Please set down the entries below once more, exactly.

Extracted records
=-=-=
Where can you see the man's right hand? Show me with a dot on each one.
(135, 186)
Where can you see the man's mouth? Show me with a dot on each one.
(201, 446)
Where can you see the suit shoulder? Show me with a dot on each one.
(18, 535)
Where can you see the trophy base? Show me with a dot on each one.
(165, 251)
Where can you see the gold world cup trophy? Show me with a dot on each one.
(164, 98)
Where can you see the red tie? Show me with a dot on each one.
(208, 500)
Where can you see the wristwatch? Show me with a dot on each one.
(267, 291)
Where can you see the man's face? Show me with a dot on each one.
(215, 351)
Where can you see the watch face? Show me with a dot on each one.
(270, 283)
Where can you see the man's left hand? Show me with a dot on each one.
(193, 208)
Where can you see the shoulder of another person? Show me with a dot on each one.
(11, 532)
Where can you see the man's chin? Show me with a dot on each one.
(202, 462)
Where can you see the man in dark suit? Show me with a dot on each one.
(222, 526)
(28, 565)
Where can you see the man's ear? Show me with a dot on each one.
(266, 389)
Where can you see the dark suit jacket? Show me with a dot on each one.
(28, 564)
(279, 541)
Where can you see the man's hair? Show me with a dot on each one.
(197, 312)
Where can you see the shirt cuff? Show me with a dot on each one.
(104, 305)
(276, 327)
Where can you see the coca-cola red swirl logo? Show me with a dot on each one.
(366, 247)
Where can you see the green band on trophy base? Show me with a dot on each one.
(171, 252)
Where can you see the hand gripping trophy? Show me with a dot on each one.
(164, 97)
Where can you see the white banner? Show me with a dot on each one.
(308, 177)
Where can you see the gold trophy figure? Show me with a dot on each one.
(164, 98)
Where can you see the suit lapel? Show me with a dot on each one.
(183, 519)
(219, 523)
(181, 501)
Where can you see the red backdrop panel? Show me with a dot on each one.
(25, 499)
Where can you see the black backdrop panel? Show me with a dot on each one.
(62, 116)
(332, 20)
=-=-=
§ WORKED SOLUTION
Where can you see the man's right hand? Show me with a dot on each one.
(135, 186)
Where can you see the man's mouth? Show me with a dot on each one.
(201, 446)
Where can you see the suit shoulder? Show me with a dot on each one.
(18, 535)
Where can you see the trophy base? Show me with a dot on each one.
(165, 251)
Where can you see the gold world cup trophy? Show me with a dot on each one.
(164, 98)
Where can you see the red tie? Show me with a dot on each one.
(208, 500)
Where can you see the wristwatch? Show me with a dot on each one.
(267, 291)
Where can you see the man's face? Show me with a dot on each one.
(215, 351)
Where can you see the watch face? Show me with a dot on each one.
(270, 283)
Where can you see the man's left hand? Show me with a dot on each one.
(193, 208)
Where can you see the shoulder of another person? Show me with a dot on each one.
(11, 532)
Where can you see the man's chin? Show me with a dot on each one.
(202, 462)
Where can you see the man in dark suit? Show me with a dot on each one.
(222, 526)
(28, 565)
Where can you see the man's ear? Show me with a dot on each one.
(266, 389)
Where can you see the dark suit jacket? Show me with a dot on each one.
(28, 564)
(279, 541)
Where can you see the man's hair? Show me with a dot on each one.
(197, 312)
Where can you see the shirt cuff? Show me with a dot on each one.
(104, 305)
(276, 327)
Where can you see the coca-cola red swirl logo? Show me with a dot on each one.
(366, 247)
Where can you see the green band on trophy base? Show me with a dot on each one.
(171, 252)
Where can you see the hand gripping trophy? Show me with a dot on each one.
(164, 97)
Where can you see the white banner? Show me with a dot on each one.
(308, 177)
Where can you see the gold trophy figure? Show me with a dot on each one.
(164, 98)
Where can you see the suit lapel? Show me with a dot on each one.
(183, 519)
(219, 523)
(181, 501)
Where can you see the red backdrop panel? Show me with a dot on each one.
(25, 499)
Where can you see the black backdrop panel? Show me with a dot on each one.
(62, 116)
(332, 20)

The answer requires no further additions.